--- SUPPLIED MATERIAL Enclosed Below ---

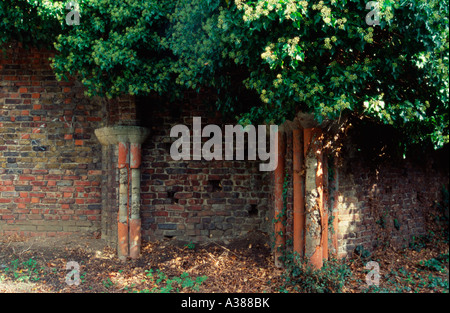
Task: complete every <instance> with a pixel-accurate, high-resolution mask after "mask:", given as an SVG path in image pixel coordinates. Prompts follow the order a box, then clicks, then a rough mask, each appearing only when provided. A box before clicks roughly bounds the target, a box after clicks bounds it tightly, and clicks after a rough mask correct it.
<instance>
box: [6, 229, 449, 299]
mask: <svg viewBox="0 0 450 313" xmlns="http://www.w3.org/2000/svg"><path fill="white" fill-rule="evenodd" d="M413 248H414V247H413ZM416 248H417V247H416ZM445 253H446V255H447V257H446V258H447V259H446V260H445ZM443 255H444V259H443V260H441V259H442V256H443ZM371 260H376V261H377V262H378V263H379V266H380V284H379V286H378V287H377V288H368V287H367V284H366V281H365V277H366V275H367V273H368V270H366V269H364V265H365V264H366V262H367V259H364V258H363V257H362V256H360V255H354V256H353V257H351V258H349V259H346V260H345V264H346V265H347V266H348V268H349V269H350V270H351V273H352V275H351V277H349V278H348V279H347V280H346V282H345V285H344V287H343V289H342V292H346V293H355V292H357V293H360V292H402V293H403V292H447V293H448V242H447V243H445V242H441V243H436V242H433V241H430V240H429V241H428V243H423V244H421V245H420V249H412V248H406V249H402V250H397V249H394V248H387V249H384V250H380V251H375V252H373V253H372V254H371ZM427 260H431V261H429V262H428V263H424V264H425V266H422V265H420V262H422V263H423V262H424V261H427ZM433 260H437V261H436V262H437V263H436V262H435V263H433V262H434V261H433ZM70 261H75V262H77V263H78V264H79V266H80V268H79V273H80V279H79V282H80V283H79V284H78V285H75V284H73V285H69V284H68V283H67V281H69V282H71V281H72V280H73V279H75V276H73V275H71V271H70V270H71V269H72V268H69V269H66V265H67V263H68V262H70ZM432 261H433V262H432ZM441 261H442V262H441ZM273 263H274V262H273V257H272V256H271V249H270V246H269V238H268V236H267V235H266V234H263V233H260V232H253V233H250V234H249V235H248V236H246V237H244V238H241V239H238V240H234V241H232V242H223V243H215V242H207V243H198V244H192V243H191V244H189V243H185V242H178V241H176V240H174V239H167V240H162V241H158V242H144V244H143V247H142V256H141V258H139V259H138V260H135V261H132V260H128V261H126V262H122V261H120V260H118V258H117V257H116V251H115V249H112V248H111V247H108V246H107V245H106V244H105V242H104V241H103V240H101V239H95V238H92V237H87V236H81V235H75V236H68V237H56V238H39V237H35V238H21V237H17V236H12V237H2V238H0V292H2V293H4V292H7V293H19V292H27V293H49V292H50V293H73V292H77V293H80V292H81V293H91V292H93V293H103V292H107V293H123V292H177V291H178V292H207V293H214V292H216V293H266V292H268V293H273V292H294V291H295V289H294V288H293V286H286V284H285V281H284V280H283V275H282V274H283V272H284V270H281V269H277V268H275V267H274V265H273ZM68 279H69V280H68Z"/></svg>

--- End of Enclosed SUPPLIED MATERIAL ---
--- SUPPLIED MATERIAL Enclosed Below ---

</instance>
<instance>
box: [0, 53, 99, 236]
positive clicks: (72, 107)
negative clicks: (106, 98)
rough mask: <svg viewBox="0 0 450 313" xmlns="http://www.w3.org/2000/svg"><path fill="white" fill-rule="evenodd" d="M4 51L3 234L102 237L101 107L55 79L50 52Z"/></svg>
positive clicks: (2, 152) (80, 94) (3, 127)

--- End of Enclosed SUPPLIED MATERIAL ---

PROBLEM STATEMENT →
Looking at the entries above, say how many lines hold the word "positive". Offer no other text.

OUTPUT →
2